### EXERCISE
Would you filter these records and copy every line that has the word "second"?
-- DATA UNDER STUDY follows --
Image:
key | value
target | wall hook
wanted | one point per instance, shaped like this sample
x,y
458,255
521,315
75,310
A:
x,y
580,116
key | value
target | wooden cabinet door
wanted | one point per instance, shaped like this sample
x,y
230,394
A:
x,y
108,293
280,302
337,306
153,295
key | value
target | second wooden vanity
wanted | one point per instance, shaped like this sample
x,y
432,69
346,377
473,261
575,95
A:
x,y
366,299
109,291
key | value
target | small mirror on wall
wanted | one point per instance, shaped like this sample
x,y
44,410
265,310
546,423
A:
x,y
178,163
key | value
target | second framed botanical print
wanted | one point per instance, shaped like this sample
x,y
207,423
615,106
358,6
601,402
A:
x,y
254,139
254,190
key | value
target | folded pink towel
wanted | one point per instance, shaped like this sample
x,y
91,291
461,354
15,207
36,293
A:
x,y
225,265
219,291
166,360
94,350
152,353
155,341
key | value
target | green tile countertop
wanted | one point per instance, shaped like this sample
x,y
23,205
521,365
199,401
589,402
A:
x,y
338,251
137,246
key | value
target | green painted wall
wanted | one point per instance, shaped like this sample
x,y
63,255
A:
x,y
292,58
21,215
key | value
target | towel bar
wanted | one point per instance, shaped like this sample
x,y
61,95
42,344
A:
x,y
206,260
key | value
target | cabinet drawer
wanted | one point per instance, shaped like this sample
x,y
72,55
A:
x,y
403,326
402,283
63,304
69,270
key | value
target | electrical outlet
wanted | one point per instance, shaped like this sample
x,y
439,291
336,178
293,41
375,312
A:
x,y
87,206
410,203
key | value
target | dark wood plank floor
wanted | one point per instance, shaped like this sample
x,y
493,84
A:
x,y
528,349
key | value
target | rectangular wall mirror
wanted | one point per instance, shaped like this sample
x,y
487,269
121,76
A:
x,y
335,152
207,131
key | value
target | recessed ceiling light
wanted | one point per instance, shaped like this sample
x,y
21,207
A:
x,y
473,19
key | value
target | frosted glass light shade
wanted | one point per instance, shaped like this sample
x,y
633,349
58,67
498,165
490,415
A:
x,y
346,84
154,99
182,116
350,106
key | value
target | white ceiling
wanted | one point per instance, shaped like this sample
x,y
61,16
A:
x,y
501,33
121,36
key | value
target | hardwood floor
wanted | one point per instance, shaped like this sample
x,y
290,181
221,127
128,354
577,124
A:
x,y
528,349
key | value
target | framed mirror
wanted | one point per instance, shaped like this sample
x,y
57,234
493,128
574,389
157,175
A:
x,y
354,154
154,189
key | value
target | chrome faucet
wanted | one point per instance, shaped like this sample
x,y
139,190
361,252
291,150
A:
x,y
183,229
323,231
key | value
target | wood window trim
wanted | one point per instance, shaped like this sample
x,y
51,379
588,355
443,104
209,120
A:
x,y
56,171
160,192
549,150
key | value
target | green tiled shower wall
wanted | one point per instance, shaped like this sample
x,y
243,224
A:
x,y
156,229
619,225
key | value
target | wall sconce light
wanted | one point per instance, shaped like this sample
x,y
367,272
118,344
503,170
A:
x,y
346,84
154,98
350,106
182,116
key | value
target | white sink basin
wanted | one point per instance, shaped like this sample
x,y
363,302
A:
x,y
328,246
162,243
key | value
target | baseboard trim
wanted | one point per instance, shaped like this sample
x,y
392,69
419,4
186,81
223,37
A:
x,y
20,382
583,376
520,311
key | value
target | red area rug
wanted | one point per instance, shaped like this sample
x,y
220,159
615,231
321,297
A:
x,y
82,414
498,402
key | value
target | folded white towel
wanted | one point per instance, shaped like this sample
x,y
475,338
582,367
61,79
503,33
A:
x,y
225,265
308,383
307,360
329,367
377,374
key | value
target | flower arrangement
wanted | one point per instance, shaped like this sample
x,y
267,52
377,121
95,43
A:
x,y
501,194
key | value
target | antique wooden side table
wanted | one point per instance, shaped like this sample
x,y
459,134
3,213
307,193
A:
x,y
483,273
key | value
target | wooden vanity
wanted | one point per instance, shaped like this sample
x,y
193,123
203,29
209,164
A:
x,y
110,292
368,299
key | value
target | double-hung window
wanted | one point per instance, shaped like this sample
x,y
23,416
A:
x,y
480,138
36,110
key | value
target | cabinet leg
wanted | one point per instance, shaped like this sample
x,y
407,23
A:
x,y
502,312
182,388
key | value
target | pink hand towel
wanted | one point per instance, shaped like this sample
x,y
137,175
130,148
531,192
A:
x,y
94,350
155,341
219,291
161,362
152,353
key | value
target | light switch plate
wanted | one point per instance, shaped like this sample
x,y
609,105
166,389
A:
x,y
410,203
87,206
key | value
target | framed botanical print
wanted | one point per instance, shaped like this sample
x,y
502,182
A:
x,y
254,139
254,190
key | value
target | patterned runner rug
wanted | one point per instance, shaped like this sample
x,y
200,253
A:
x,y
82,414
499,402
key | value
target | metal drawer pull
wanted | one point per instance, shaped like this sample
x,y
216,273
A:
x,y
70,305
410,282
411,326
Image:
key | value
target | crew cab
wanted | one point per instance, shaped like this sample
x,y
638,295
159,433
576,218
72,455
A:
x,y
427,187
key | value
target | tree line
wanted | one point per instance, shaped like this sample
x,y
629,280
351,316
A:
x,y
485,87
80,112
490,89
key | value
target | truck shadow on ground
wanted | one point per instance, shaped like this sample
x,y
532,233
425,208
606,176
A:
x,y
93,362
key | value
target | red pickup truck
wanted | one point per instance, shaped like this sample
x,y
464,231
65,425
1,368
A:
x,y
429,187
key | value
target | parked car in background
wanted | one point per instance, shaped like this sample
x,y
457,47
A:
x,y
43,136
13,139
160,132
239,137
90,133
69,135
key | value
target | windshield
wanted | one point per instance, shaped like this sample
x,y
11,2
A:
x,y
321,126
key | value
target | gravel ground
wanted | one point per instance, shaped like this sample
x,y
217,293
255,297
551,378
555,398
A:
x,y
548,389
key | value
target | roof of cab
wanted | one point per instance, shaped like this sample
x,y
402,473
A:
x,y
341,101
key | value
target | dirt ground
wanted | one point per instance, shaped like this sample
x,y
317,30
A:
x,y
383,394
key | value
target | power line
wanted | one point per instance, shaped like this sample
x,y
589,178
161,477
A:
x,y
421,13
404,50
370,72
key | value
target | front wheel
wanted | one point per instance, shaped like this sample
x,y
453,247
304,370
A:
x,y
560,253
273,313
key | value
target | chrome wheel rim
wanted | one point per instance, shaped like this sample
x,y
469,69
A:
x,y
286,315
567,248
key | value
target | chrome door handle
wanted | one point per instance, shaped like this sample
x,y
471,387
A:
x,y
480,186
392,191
-- DATA UNDER STUDY concluded --
### PROBLEM SOLUTION
target | second wooden vanity
target | second framed botanical print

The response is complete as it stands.